Pick out every line in the listing below that contains the word "black", and copy each of those lines out in full.

◇ ◇ ◇ ◇ ◇

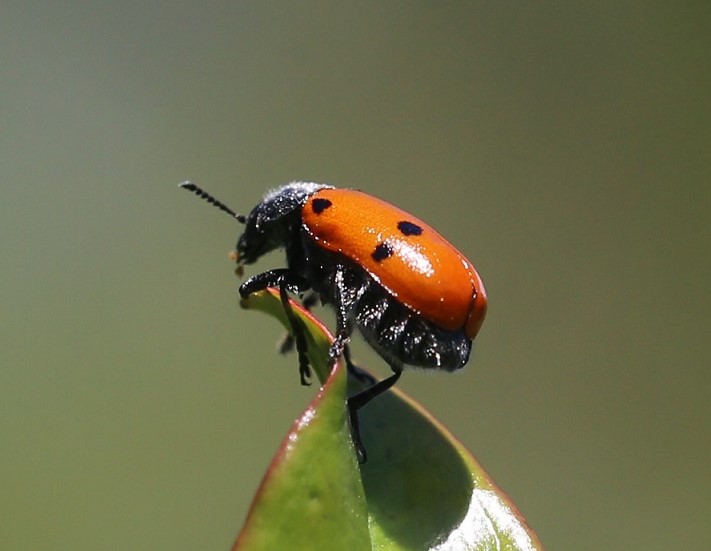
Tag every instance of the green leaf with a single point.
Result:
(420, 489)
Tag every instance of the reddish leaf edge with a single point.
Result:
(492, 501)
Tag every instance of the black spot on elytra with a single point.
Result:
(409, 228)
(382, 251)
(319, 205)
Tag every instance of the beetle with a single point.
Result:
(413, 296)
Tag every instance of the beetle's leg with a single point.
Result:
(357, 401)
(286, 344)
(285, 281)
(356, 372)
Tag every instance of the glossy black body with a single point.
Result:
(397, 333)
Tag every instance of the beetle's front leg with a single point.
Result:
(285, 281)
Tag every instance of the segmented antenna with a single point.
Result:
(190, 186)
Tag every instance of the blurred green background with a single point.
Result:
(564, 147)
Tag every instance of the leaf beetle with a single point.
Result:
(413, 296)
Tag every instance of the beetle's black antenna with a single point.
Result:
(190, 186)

◇ ◇ ◇ ◇ ◇

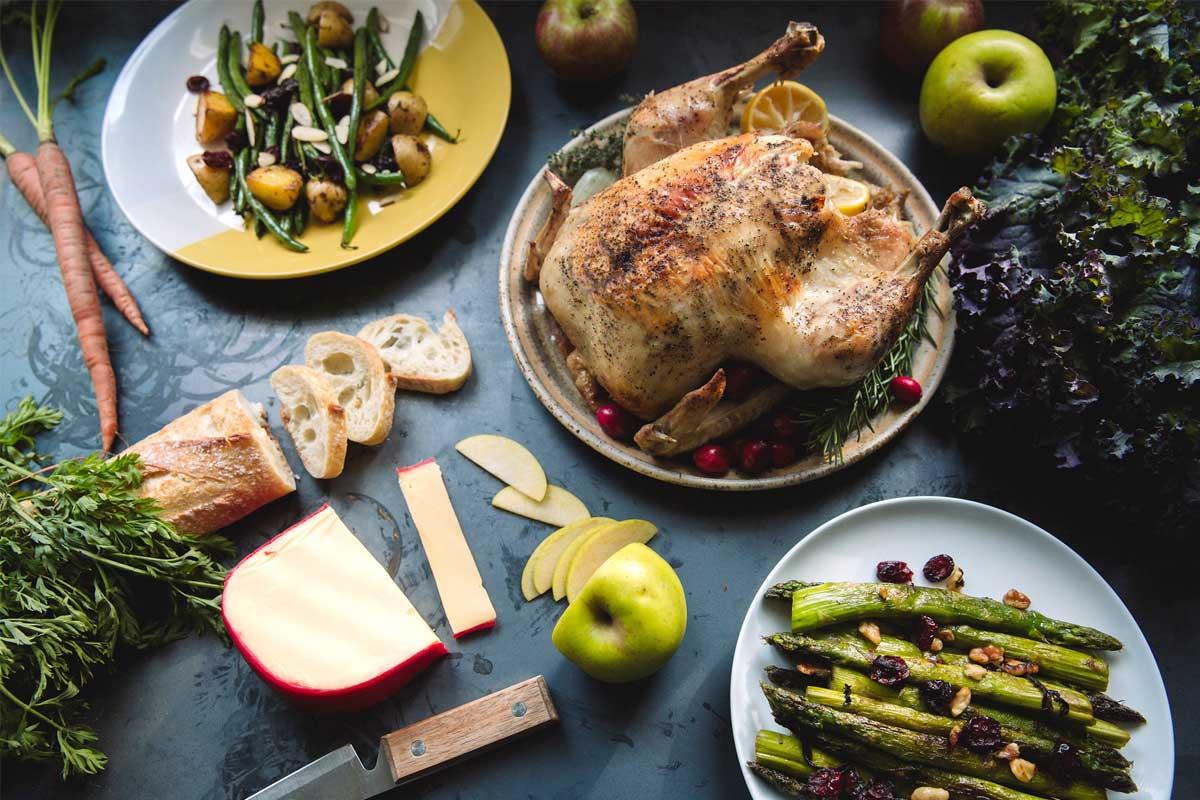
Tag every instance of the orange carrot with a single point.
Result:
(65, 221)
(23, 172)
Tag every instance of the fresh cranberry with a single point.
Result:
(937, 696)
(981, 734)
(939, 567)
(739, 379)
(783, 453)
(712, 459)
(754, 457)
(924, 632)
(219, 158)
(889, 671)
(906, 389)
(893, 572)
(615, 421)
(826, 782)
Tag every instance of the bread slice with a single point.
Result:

◇ ◇ ◇ ◇ ◇

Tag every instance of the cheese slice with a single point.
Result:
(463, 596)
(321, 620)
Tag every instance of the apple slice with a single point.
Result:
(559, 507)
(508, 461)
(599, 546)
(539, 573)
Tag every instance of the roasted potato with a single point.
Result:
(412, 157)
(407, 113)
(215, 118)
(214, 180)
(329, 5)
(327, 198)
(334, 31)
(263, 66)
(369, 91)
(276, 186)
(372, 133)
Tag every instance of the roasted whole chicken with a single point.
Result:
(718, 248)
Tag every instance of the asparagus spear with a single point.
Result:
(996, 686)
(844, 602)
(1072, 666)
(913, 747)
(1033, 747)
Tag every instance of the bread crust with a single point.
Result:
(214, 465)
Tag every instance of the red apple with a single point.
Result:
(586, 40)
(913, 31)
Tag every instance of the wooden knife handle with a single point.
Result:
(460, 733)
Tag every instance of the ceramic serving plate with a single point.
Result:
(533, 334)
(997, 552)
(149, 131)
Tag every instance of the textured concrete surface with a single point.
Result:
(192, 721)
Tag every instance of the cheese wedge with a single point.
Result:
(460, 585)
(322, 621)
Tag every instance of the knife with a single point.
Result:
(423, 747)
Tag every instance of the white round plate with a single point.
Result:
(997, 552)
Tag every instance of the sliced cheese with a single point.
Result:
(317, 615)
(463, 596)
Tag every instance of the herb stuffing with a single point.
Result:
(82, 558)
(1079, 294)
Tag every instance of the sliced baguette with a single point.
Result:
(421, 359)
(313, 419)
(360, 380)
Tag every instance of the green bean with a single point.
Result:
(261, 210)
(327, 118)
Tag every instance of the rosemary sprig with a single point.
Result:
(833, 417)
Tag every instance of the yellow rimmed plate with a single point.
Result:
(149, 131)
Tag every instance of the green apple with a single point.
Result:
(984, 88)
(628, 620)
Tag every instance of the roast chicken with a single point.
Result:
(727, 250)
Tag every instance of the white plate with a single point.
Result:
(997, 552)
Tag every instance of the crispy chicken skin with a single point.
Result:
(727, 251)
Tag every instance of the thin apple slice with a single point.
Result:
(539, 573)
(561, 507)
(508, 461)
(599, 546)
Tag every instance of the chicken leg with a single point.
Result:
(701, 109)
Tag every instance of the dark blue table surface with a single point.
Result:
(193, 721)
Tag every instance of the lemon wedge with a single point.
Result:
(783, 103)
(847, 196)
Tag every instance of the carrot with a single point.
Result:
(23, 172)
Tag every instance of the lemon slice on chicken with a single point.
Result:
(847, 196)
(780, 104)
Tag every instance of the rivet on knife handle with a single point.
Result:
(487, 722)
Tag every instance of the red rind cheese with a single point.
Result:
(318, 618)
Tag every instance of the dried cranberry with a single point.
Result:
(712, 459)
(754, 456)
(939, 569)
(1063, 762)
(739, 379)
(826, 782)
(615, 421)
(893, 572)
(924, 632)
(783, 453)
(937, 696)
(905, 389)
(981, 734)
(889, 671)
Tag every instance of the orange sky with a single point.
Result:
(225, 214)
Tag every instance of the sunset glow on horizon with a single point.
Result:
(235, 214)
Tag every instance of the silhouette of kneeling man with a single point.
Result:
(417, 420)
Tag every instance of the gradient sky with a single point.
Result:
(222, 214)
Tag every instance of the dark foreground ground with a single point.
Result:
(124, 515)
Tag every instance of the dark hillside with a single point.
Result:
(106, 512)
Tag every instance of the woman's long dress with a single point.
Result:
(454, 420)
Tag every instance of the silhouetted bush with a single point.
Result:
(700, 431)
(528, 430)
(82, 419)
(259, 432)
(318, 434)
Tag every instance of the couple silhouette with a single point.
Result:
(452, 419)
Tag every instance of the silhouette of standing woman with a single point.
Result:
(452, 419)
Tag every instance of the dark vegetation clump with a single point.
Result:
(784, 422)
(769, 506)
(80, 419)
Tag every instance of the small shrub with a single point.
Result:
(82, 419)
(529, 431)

◇ ◇ ◇ ◇ ◇

- Task response -
Tag every instance of the black spot on elytra with a single point.
Tag every instance of the glossy black body with a single point.
Tag every instance of the beetle's black antenna with a single point.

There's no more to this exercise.